▸ **PROBLEM STATEMENT**: Write out an exact copy of the line with "Format: a JSON" and of each line after it, through the end of the records below.

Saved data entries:
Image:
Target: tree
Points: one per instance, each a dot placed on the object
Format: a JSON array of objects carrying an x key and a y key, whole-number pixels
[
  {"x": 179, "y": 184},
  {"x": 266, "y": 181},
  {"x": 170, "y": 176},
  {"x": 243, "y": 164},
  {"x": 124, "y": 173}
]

▸ **ANSWER AREA**:
Format: a JSON array of objects carrying an x key and a y key, whole-number pixels
[
  {"x": 179, "y": 184},
  {"x": 266, "y": 181},
  {"x": 170, "y": 176},
  {"x": 243, "y": 164},
  {"x": 124, "y": 173}
]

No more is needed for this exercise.